BEGIN Excerpted data

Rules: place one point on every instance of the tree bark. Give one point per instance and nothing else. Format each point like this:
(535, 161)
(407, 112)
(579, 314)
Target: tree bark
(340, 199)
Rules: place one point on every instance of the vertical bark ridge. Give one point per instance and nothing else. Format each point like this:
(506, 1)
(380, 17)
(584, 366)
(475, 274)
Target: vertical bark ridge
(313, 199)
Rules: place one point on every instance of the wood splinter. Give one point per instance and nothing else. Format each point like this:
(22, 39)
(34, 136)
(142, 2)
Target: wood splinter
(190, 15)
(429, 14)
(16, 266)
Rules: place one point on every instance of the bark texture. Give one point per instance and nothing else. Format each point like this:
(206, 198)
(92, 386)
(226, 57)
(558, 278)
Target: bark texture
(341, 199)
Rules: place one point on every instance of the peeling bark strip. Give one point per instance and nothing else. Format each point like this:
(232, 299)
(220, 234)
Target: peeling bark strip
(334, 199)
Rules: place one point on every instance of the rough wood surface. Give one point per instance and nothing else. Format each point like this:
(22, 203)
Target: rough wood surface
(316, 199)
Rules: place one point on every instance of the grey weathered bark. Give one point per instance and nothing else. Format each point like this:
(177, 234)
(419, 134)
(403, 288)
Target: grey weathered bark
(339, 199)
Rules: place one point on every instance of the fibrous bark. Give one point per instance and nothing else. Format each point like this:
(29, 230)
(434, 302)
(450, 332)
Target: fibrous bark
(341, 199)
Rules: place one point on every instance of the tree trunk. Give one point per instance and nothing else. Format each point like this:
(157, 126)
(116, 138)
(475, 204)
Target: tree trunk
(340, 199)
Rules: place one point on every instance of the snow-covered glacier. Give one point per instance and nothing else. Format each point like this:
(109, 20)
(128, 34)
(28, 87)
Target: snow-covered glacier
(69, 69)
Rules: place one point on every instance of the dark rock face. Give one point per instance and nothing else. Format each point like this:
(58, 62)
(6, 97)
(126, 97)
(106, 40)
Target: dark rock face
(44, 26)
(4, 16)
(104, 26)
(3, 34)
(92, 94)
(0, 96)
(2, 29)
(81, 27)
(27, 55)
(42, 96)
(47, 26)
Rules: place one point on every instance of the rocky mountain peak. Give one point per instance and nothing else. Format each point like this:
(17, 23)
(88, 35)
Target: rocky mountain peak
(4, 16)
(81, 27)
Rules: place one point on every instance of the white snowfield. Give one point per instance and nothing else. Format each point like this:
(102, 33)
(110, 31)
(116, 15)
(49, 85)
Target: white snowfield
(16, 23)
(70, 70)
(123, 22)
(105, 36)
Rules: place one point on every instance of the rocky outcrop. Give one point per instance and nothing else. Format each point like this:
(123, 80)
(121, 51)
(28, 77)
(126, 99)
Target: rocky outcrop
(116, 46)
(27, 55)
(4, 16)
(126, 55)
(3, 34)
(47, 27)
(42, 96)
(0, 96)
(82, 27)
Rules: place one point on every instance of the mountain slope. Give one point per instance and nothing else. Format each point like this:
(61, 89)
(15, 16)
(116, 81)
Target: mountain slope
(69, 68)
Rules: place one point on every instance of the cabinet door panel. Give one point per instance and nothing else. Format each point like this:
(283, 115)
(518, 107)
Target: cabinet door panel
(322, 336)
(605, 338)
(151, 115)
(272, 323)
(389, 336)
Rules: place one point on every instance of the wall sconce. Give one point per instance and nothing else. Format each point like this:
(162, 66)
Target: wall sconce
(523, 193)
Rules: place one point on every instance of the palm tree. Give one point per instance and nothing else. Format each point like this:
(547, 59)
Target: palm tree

END Excerpted data

● What is required: Give an exact copy of every line from the one holding "Rules: place one point on every instance of the wall" through the end of the records, both included, and no other lines.

● Task answer:
Rules: place one point on every instance of the wall sconce. Give one point per instance and nothing else. Format each point like this:
(162, 66)
Target: wall sconce
(523, 193)
Rules: place one point on every instance of the palm tree. Give one point per instance and nothing else. Format each point like this:
(547, 59)
Target: palm tree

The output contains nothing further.